━━━━━ Selected extract ━━━━━
Spring is my favorite time of year here in Washington, DC.  The weather begins to warm (bringing pleasant memories of spring and summer months long passed), plants and flowers return (especially the cherry blossoms), the grill is awakened from its winter hibernation, baseball begins, and Warren Buffet’s annual letter to Berkshire Hathaway shareholders arrives in the mail.  Although this month’s commentary will not be a tribute to the “Oracle of Omaha,” and regardless of your affinity for Warren in general, his common-sense approach to investing provides learning opportunities for us all.

If you have read enough of his annual letters in the past, you know that Warren tends to repeat several important investing concepts (we all do tend to repeat things as we get older), from “keeping it simple,” to not following the herd, to his limited belief in forecasting (see our Q4 2016 commentary for our views on that topic), and perhaps most importantly, to having appropriate long-term holding periods and a great deal of patience. Some of my favorite quotes from Warren:

“Successful investing takes time, discipline and patience.  No matter how great the talent or effort, some things just take time.”

“Calling someone who trades actively in the market an investor is like calling someone who repeatedly engages in one-night stands a romantic.”

“What we learn from history is that people do not learn from history.”

In today’s environment of Twitter, CNBC and other round-the-clock news/entertainment sources, the pace and complexity of investing has grown substantially.  When those around you are picking the latest and greatest investments, churning portfolios in trying to predict where markets, or interest rates, or corporate earnings are headed next, human nature makes it difficult to stay disciplined.  Even many professional investors will make unnecessary portfolio changes to justify their fees, follow the crowd, prove their intelligence or just show that they are doing something with client money.
━━━━━
Problems and tasks:
1. According to the investment commentary, what reasons lead many professional investors to make unnecessary portfolio changes? List them all.
2. Transcribe the investment commentary word for word, from "In today’s environment" to "with client money.".
━━━━━ Collected data ━━━━━
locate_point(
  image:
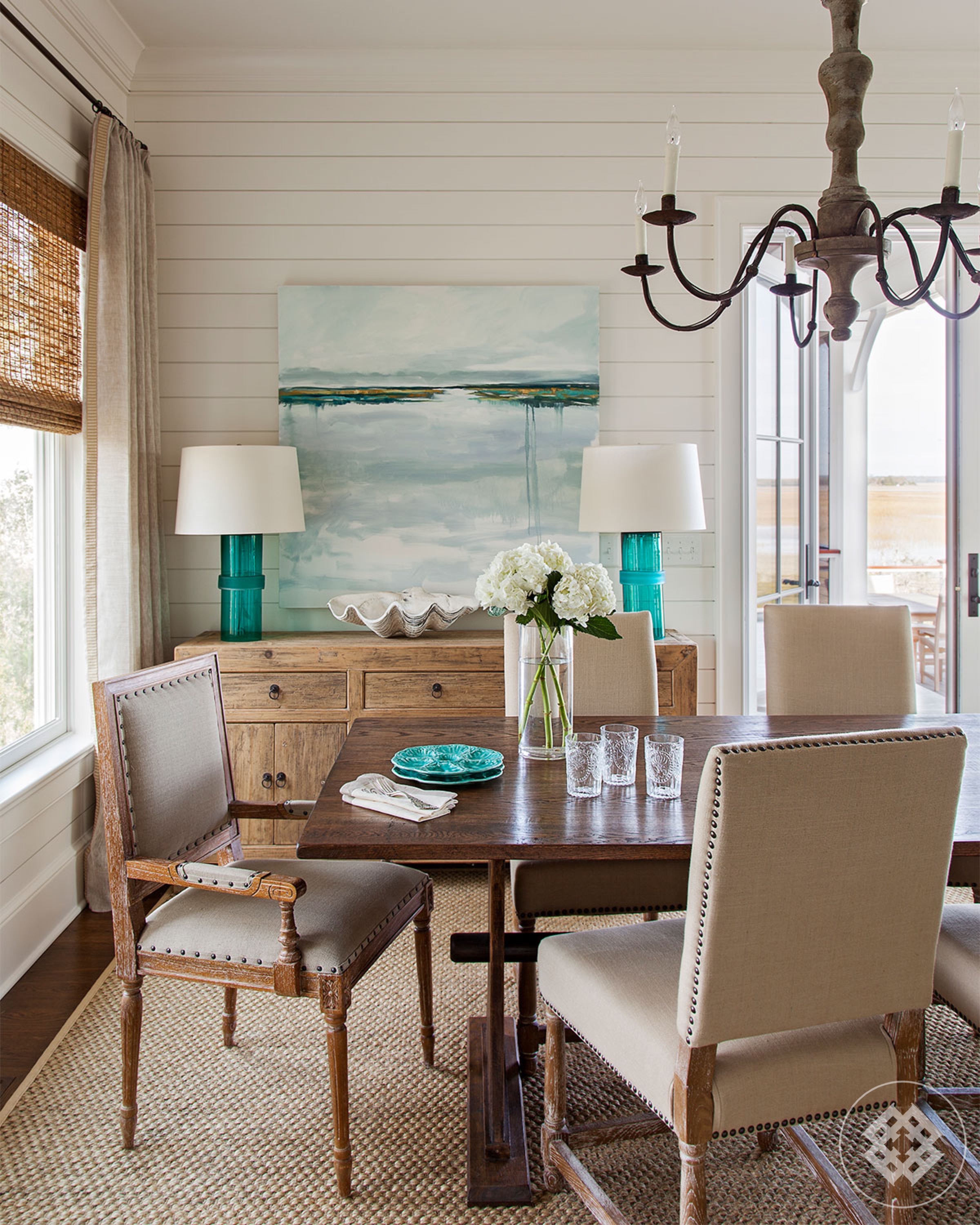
━━━━━
Exercise solutions:
1.
- To justify their fees
- To follow the crowd
- To prove their intelligence
- To show that they are doing something with client money

2.
In today’s environment of Twitter, CNBC and other round-the-clock news/entertainment sources, the pace and complexity of investing has grown substantially.  When those around you are picking the latest and greatest investments, churning portfolios in trying to predict where markets, or interest rates, or corporate earnings are headed next, human nature makes it difficult to stay disciplined.  Even many professional investors will make unnecessary portfolio changes to justify their fees, follow the crowd, prove their intelligence or just show that they are doing something with client money.